### DESCRIPTION DE TÂCHE
Recopiez fidèlement le passage de la transcription de l'entretien, de « Walid Amara – Oui, bien » à « anticoagulation ou pas. ».

Alexandru Mischie et Walid Amara commentent 2 études coup de cœur en rythmologie, NOAH-AFNET 6 et BUDAPEST-CRT.
TRANSCRIPTION
Alexandru Mischie – Bonjour, je suis Alexandru Mischie, bienvenue à cette interview sur Medscape. Nous sommes au Congrès européen de cardiologie 2023, à Amsterdam, avec le Dr Walid Amara, notre président du CNCH. Bonjour, Walid !
Walid Amara – Bonjour, Alexandru !
NOAH-AFNET 6 : faut-il traiter la FA) subclinique ?
Alexandru Mischie – Nous avons eu beaucoup de nouveautés, surtout le premier jour de congrès avec des essais qui nous ont marqués, dont l’étude NOAH-AFNET 6 qui a testé l’édoxaban. Peux-tu nous donner plus de détails concernant cet essai ?
Walid Amara – Oui, bien sûr. Alors, nous ne sommes qu’au début du congrès, donc les coups de cœur, il y en aura un certainement d’autres, parce que ce congrès n’est pas terminé au moment où on se parle.
Cette étude NOAH-AFNET 6 s’intéresse à la question : faut-il traiter la fibrillation atriale (FA) subclinique ? La FA subclinique c’est ce qu’ils ont appelé dans les recommandations européennes, les AHRE ou atrial heart rhythm elevations, ces rythmes atriaux rapides qu’on constate sur les mémoires de nos pacemakers, qui nous indiquent que le rythme atrial est très rapide et irrégulier et que peut être le patient est en fibrillation atriale. La question était de savoir si ces épisodes constatés sur les mémoires des pacemakers et des défibrillateurs nécessitent une anticoagulation ou pas.

### DONNÉES RECUEILLIES

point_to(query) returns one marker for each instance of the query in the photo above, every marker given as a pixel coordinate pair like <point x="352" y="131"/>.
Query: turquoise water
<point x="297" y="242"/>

### CORRIGÉ DE L'EXERCICE
Walid Amara – Oui, bien sûr. Alors, nous ne sommes qu’au début du congrès, donc les coups de cœur, il y en aura un certainement d’autres, parce que ce congrès n’est pas terminé au moment où on se parle.
Cette étude NOAH-AFNET 6 s’intéresse à la question : faut-il traiter la fibrillation atriale (FA) subclinique ? La FA subclinique c’est ce qu’ils ont appelé dans les recommandations européennes, les AHRE ou atrial heart rhythm elevations, ces rythmes atriaux rapides qu’on constate sur les mémoires de nos pacemakers, qui nous indiquent que le rythme atrial est très rapide et irrégulier et que peut être le patient est en fibrillation atriale. La question était de savoir si ces épisodes constatés sur les mémoires des pacemakers et des défibrillateurs nécessitent une anticoagulation ou pas.